▸ **ИЗВЛЕЧЁННЫЙ ТЕКСТ**
··········

Затем участники конференции обратились к обсуждению экономики империи на примерах Османской (доклад К. Чичека) и Российской империй (доклад Б. Ананьича и Е. Правиловой). Подводя итоги дискуссии по этим докладам, А. Каменский отметил две общие проблемы, которые позволяют сравнивать экономики континентальных империй: во-первых, проблему доходности империи и сравнительной экономической отсталости, и, во-вторых, проблему подчиненности экономической политики стратегическим и политическим соображениям, которые были продиктованы задачей поддержания империи. Выделяя континентальные империи в отдельный блок для сравнительного исследования и противопоставляя их западным колониальным империям, Каменский указал на сходное положение Османской и Российской империй в их относительно малой доходности имперской экономики и подчиненности обслуживанию государственных приоритетов (управленческой машины, завоевательных и оборонительных войн). Вместе с тем, Каменский отметил существенные различия в эволюции экономического устройства двух этих империй: Российская империя пошла путем централизации экономического управления (в том числе государственного поддержания экономики) и использования европейских идей для обеспечения экономического роста, в то время как экономика Османской империи оказалась в большей степени децентрализована и подвержена экономической эксплуатации со стороны западных держав. Вновь вопрос об экономическом развитии империй европейской периферии был поставлен в зависимость от политического развития этих империй, в частности, от их способности модернизироваться и отстаивать собственную независимость от влияния экономически более развитых западных стран.

··········

▸ **ЗАДАНИЕ**
Продолжите текст об обсуждении экономики Османской и Российской империй на конференции. Начните сразу после его последнего предложения.

▸ **ДАННЫЕ**
··········

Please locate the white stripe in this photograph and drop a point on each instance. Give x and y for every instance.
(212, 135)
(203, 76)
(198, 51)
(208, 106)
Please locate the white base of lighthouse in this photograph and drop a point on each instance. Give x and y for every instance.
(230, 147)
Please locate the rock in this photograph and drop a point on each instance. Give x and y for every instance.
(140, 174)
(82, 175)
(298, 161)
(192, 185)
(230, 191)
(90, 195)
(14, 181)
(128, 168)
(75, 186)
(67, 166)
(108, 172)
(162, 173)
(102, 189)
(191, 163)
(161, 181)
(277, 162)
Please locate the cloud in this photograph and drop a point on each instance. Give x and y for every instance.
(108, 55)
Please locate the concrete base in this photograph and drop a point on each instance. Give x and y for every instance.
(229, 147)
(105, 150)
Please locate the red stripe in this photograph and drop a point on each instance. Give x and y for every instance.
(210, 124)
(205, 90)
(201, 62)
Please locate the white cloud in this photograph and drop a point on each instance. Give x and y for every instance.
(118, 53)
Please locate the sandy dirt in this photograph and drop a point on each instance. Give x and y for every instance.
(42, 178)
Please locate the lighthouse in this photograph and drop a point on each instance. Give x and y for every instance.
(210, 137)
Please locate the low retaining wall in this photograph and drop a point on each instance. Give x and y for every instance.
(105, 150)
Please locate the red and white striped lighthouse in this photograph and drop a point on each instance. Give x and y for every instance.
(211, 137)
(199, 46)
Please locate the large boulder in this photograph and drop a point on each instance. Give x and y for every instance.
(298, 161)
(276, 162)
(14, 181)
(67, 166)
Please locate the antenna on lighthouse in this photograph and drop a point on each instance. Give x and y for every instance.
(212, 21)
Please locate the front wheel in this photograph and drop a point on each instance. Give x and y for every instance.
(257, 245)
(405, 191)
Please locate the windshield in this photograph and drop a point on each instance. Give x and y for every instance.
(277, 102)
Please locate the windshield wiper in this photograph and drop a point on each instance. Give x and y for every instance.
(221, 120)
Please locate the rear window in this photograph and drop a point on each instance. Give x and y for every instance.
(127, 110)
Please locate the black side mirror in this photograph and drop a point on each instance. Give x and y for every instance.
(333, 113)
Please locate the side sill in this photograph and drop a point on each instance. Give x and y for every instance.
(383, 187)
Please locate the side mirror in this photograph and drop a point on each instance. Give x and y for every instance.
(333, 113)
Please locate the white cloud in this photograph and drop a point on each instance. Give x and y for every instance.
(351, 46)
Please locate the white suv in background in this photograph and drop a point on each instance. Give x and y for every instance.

··········

▸ **ОТВЕТ**
Поднятый Е. Правиловой вопрос о цене империи вызвал бурную дискуссию. М. Долбилов и А. Ремнев сочли данную постановку вопроса исторически неправомерной, так как для многих представителей имперской элиты поддержание империи было самоцелью и не связывалось с вопросом экономической целесообразности. А. Ремнев указал, что идеологи Российской империи всячески подчеркивали отсутствие экономической составляющей в имперской внешней политике и видели в этом выгодное отличие Российской империи от «торгашеских» империй. Отвечая оппонентам, Е. Правилова признала важность неэкономических соображений при формировании политики Российской империи, но также отметила, что часть российской управленческой элиты была знакома с европейскими идеями рационализации (в том числе и экономической) имперского управления, и в этом смысле вопрос о цене империи нельзя игнорировать. Правилова также отметила, что вопрос о цене империи ставился русскими националистами, которые использовали его для утверждения своего тезиса об оскудении центра, т. е. был частью националистического дискурса.

В этой дискуссии вновь проявилась проблема сравнительного контекста для изучения исторического опыта континентальных империй. Хотя структурные экономические проблемы были общими для подобного типа империй, изучение отношения имперской элиты к вопросу экономической политики оказывается невозможным без учета европейского контекста, т. е. влияния европейских экономических идей о рационализации экономической жизни, в том числе и посредством государственного вмешательства.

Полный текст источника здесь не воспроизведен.